Exercise instructions:
a. Copy the part of the Moana review that starts at "Thus, the film" and ends at "its rightful balance.", changing "primary" to "main".
b. In the Moana review, what form does the spirit of Moana's grandmother take as it guides her?

Source passage:
----------

There is also something profoundly moving about the sequence that restores the world to its basic balance, in which Moana encourages Te Fiti (transfigured into the vengeful lava demon Te Kā) to remember who she really is and returns her heart to her. While it is easy to dismiss this as just another example of reducing women to nothing more than stand-ins for nature, to me it was a proud moment of reclamation on the part of both Moana and the goddess herself. Given that Disney has historically been prone to relying far too heavily on the romantic plot to resolve its narrative dilemmas, it was actually rather nice to see it rely instead on the affective bonds between two women). And, considering the fact that we now live in a world where a man who bragged about assaulting women was still elected to the Presidency, it’s heartening to see the validation of women in the context of a Disney film.

Indeed, so many of the film’s most important relationships are built on the bonds among women. It’s hard not to feel the intensity of the bond between Moana and her grandmother, whose spirit (in the delightful guise of a manta ray) continues to guide her as she attempts to make sense of the world and her quest to restore the disrupted balance of nature. Or the fact that it is her mother who, in a gesture of rebellion against her husband, enables her to escape from the island to undertake her quest. In this world, men are not driven by a ruthless patriarchal drive to oppress women but instead by a slightly misguided belief in the rightness of their own actions. It may be a slight distinction to some, but to my eyes it is an important layer of nuance to the ways in which the film engages with questions of gender.

Thus, the film also has something important to say about masculinity. It is no accident that Dwayne Johnson is the one providing the voice of the film’s primary male character, Maui. “The Rock” has long straddled that line between hyper-masculinity the gender-bending that seems to always accompany the culture and physique of bodybuilders.  And indeed his animated doppleganger also has a similar problem with his own masculine persona, precisely because he is so often too masculine. It is only when he embraces Moana’s wisdom and, just as importantly, joints with her, that they are able to restore the world to its rightful balance.

Moana, like so man other recent films, TV series, and novels, is a product of its time. We are, scientists almost unanimously agree, living in the midst of a truly terrifying climate event, the scope of which many of us cannot begin to appreciate in its totality. And we are, many cultural critics and social scientists would argue, living in a world where men continue to indulge and valourize a particularly toxic and destructive model (see also:  President Donald Trump).

There is, ultimately, an aesthetic of profound and unbridled joy at work in this film, one that helps us to deal with the bleak world that we currently inhabit. The colour palette is rich and helps portray both the exquisite, lush beauty of Moana’s island home as well as the dark, ashy future that awaits it if they continue to turn their faces away from their mutual responsibility. In moments like this, it’s a balm to turn to (of all things!) a Disney film to find at the very least a feeling that all will be well, even if our material reality suggests exactly the opposite.

All in all, Moana is a film very much for as much as it is of our troubled times. While the narrative provides the closure and resolution that we always seek when we watch these types of films, given the rather depressing state of our world–a world in which, after all, the Doomsday Clock has moved closer to midnight–that doesn’t mitigate its potential. Rather than allowing ourselves to be lulled into a false sense of complacency by the conclusiveness of the end of the film, we should instead take the film as a whole as a call to action. Though it might seem that our world is draped and overwhelmed in an impenetrable shroud of doom, this film reminds us that it is never too late, that we must always be the change that we want to see in the world.

That, in the end, it is never too late.

----------

(Free-text descriptions of objects)
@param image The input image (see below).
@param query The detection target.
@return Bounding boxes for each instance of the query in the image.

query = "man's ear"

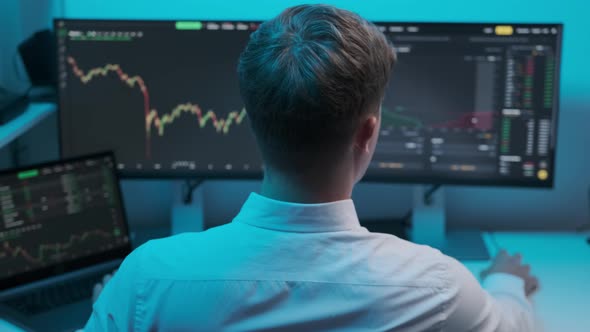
[354,115,379,152]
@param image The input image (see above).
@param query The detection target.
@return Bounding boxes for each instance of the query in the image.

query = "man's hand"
[481,250,539,296]
[92,269,117,303]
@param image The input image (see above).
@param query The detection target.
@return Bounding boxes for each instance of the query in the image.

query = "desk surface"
[463,233,590,332]
[0,233,590,332]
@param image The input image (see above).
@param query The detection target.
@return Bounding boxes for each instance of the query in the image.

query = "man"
[86,5,536,332]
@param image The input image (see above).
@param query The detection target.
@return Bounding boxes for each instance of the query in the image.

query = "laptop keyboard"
[4,275,102,315]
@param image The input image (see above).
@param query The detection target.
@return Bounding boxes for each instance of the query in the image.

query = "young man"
[86,5,536,332]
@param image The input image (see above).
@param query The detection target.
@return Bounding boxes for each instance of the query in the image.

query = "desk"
[4,233,590,332]
[463,233,590,332]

----------

Solutions in order:
a.
Thus, the film also has something important to say about masculinity. It is no accident that Dwayne Johnson is the one providing the voice of the film’s main male character, Maui. “The Rock” has long straddled that line between hyper-masculinity the gender-bending that seems to always accompany the culture and physique of bodybuilders.  And indeed his animated doppleganger also has a similar problem with his own masculine persona, precisely because he is so often too masculine. It is only when he embraces Moana’s wisdom and, just as importantly, joints with her, that they are able to restore the world to its rightful balance.

b. A manta ray.